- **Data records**
+ + + +

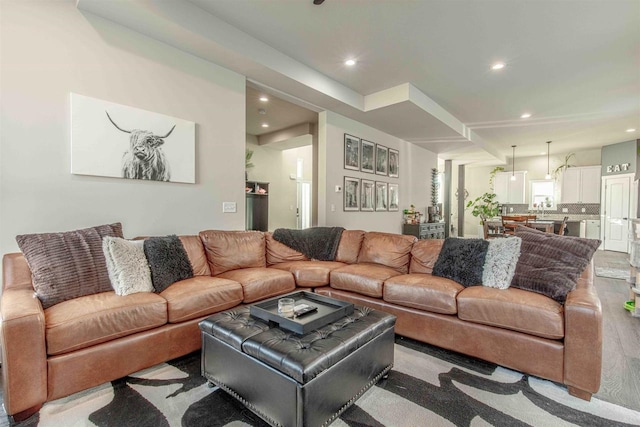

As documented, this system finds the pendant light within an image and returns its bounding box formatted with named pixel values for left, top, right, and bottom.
left=511, top=145, right=516, bottom=181
left=544, top=141, right=551, bottom=179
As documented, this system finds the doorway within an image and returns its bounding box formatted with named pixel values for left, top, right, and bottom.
left=602, top=174, right=633, bottom=253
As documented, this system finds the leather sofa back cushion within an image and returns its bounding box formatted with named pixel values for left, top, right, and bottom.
left=264, top=233, right=309, bottom=266
left=511, top=227, right=600, bottom=303
left=178, top=236, right=211, bottom=276
left=358, top=232, right=417, bottom=274
left=199, top=230, right=267, bottom=276
left=16, top=223, right=122, bottom=308
left=335, top=230, right=365, bottom=264
left=409, top=239, right=444, bottom=274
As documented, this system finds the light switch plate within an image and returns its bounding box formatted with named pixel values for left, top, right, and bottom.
left=222, top=202, right=236, bottom=213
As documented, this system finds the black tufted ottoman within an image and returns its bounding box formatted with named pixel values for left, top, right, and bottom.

+ + + +

- **WHAT YOU NEED TO DO**
Rewrite every line of the material above as a JSON list of strings, one string per line, skipping blank lines and leaving out the pictures.

- **ANSWER TO THE PROBLEM**
[
  "As documented, this system finds the pendant light within an image and returns its bounding box formatted with named pixel values for left, top, right, and bottom.",
  "left=511, top=145, right=516, bottom=181",
  "left=544, top=141, right=551, bottom=179",
  "As documented, this system finds the doorway within an image and returns its bounding box formatted with named pixel values for left, top, right, and bottom.",
  "left=602, top=174, right=633, bottom=253",
  "As documented, this system finds the leather sofa back cushion within an image and returns its bounding box formatted with named pixel values for left, top, right, and bottom.",
  "left=264, top=233, right=309, bottom=266",
  "left=511, top=227, right=600, bottom=303",
  "left=178, top=236, right=211, bottom=276",
  "left=358, top=232, right=417, bottom=274",
  "left=199, top=230, right=267, bottom=276",
  "left=16, top=223, right=122, bottom=308",
  "left=335, top=230, right=365, bottom=264",
  "left=409, top=239, right=444, bottom=274",
  "As documented, this system finds the light switch plate within an image and returns its bounding box formatted with named pixel values for left, top, right, and bottom.",
  "left=222, top=202, right=236, bottom=213",
  "As documented, this system finds the black tufted ottoman within an image and returns its bounding box formatted with named pixel values for left, top, right, and bottom."
]